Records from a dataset
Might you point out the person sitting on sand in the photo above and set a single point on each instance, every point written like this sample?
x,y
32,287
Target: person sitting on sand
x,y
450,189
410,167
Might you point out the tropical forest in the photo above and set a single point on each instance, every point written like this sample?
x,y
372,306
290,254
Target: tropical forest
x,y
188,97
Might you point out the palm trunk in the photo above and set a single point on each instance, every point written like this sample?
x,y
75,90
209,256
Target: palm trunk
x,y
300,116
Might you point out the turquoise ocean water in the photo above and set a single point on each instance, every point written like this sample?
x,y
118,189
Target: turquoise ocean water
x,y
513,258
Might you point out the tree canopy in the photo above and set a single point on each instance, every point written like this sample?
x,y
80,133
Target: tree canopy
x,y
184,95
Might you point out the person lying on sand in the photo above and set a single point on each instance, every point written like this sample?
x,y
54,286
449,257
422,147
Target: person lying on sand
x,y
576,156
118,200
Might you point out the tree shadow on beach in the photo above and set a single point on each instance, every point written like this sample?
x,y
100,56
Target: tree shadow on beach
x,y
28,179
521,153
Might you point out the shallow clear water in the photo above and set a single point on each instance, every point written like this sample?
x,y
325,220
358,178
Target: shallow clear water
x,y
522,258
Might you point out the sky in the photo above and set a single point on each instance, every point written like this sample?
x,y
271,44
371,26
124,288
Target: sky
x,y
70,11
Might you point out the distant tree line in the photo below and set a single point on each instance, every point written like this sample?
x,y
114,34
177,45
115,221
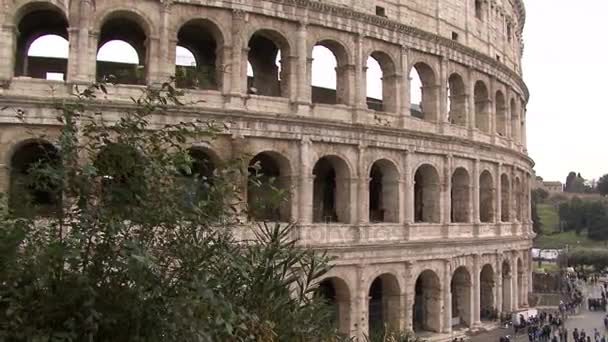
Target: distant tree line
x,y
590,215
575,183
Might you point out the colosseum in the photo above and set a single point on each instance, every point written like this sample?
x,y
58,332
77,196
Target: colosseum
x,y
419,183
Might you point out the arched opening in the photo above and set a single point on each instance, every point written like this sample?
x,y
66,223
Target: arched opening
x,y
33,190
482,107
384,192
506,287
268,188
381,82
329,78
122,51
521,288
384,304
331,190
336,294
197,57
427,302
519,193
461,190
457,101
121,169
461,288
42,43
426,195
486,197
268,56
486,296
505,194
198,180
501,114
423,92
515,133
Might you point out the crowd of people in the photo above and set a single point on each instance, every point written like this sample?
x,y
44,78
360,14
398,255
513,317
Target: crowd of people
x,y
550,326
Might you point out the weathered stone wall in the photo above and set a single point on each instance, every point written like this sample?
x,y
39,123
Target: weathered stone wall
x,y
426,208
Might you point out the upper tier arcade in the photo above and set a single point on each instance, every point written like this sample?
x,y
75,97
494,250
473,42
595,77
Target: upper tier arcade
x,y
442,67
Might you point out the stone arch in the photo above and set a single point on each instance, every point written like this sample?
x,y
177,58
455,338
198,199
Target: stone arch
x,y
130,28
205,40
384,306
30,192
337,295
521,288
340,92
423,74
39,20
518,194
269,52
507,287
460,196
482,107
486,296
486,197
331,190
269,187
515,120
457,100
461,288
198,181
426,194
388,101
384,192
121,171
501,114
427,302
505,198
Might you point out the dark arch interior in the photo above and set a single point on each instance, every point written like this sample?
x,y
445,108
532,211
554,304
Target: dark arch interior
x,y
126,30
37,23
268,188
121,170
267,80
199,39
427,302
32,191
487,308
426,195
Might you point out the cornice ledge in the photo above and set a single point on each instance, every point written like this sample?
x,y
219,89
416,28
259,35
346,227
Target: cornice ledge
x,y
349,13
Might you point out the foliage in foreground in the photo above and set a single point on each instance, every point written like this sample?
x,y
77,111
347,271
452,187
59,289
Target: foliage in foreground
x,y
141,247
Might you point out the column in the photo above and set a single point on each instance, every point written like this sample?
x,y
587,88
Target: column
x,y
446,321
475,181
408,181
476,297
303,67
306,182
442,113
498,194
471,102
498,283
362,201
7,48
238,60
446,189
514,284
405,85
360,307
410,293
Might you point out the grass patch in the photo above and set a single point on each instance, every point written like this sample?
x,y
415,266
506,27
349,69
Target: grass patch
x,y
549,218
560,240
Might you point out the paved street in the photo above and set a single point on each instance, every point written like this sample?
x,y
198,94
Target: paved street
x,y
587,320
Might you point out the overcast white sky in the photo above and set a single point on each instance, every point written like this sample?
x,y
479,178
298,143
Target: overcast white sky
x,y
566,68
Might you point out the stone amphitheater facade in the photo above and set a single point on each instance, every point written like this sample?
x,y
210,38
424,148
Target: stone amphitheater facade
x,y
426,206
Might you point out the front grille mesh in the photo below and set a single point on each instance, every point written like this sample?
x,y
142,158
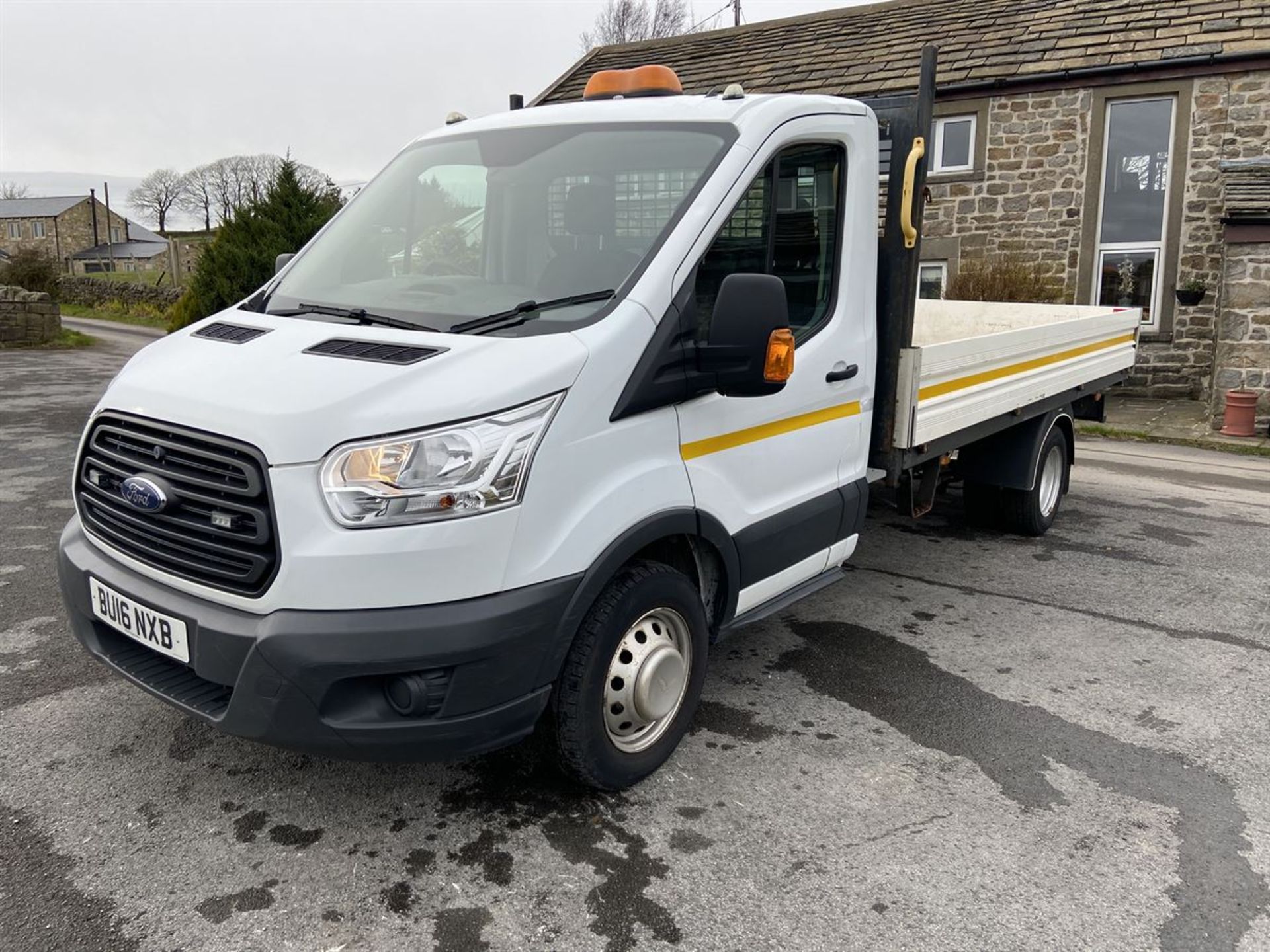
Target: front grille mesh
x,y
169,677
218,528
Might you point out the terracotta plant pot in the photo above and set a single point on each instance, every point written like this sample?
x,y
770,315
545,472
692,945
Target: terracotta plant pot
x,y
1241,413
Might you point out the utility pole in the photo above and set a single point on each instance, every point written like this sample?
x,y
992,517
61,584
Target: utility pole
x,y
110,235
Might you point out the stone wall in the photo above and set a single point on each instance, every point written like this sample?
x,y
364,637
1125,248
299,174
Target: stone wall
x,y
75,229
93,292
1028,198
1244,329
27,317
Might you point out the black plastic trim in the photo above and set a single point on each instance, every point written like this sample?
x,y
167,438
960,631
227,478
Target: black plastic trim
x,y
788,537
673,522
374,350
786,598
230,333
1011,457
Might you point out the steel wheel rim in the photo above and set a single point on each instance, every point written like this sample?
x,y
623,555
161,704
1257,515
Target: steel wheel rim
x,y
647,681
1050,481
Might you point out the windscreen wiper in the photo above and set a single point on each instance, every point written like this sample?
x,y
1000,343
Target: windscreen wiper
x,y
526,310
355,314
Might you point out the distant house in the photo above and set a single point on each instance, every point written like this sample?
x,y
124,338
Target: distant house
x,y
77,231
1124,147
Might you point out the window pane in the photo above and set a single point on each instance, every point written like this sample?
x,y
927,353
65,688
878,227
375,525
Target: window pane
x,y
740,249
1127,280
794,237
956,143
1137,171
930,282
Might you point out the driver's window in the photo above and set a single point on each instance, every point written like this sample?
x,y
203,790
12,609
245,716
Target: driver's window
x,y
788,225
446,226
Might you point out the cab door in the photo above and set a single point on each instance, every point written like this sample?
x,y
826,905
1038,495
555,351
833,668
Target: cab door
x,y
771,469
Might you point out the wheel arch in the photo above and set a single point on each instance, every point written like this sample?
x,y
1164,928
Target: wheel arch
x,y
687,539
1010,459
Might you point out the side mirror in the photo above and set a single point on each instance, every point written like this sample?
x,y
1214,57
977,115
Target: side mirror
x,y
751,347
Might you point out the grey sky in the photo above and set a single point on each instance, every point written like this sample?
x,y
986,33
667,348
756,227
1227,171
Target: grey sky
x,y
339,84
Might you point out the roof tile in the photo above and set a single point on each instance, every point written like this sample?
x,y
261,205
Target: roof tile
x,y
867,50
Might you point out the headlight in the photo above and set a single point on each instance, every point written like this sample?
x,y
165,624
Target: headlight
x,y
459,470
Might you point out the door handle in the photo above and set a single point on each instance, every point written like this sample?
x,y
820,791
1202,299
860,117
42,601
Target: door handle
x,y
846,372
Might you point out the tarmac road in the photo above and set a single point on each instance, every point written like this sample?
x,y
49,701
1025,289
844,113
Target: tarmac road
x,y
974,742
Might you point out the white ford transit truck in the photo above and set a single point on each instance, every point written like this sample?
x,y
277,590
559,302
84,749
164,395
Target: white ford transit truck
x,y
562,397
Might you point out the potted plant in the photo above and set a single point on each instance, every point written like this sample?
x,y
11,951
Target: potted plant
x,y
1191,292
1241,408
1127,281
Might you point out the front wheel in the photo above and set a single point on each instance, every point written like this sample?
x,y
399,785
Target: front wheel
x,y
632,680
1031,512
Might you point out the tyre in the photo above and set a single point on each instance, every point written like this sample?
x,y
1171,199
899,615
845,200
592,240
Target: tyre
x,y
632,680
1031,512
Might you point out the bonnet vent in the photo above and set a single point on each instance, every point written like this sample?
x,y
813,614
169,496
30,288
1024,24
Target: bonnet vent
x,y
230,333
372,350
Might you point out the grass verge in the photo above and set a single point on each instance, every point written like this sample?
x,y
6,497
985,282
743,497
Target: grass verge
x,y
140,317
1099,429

---

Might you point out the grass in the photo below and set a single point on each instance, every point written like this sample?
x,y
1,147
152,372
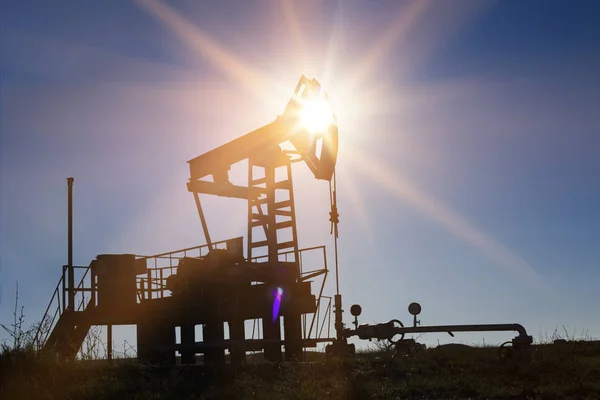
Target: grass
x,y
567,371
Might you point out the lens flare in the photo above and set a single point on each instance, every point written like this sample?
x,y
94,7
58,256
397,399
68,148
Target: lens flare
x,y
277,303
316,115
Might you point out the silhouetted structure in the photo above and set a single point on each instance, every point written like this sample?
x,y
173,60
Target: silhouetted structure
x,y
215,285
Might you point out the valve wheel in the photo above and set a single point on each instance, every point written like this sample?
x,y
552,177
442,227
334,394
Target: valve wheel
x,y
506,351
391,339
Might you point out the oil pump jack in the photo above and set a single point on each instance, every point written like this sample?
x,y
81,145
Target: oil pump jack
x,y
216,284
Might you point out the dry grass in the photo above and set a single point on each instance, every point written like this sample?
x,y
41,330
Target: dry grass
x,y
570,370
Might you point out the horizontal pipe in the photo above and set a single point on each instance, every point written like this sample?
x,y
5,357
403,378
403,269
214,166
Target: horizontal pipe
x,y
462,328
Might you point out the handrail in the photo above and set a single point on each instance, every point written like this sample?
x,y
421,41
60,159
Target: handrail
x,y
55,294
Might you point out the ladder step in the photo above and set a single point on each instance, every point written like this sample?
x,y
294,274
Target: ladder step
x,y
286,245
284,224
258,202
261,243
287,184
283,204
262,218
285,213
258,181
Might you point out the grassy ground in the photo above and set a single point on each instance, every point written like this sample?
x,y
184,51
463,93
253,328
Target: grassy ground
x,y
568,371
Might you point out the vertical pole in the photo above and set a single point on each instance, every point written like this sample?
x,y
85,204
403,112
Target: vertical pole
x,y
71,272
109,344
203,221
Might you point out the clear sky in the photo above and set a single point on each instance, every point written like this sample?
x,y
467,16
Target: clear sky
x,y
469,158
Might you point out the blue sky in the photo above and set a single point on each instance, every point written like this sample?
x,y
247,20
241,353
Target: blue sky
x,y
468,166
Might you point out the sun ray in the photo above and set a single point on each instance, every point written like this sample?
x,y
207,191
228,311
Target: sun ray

==

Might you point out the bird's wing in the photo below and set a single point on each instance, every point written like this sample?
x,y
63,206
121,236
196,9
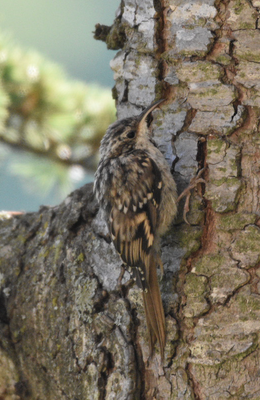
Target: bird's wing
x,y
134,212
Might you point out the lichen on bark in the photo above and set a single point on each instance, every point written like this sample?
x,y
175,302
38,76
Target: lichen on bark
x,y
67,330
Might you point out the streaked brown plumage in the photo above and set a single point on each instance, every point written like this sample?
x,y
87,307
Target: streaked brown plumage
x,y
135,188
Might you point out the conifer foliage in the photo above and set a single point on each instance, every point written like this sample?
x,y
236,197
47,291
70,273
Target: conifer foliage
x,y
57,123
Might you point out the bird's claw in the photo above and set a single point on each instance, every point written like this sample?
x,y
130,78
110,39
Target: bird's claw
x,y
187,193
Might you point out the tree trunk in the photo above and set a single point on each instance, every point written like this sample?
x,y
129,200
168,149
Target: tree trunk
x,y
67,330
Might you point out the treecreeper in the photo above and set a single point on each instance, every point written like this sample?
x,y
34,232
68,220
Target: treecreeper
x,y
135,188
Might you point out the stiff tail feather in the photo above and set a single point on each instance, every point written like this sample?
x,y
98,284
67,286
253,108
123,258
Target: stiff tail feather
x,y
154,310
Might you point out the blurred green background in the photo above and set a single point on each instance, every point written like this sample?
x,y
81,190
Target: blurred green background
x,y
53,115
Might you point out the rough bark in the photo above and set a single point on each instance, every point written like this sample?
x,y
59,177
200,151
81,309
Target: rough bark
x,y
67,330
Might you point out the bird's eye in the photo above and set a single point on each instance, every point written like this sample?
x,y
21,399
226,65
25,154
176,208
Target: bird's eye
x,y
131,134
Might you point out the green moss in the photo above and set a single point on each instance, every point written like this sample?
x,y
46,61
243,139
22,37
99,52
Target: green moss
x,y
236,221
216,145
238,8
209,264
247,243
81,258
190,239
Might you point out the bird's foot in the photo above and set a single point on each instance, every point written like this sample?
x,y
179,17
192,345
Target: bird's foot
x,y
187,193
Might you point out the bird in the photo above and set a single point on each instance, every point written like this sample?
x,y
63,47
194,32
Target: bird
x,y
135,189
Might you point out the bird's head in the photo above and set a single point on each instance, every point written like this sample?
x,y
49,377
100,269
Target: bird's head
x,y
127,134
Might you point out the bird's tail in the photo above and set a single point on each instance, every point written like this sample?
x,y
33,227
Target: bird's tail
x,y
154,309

Instruction. Copy each line of the data above that contains the string "wing". Case matters.

Response to this exercise.
Might you point out the bird's wing in the photo below and set a single point on each instance, every point written like this sample?
Target: bird's wing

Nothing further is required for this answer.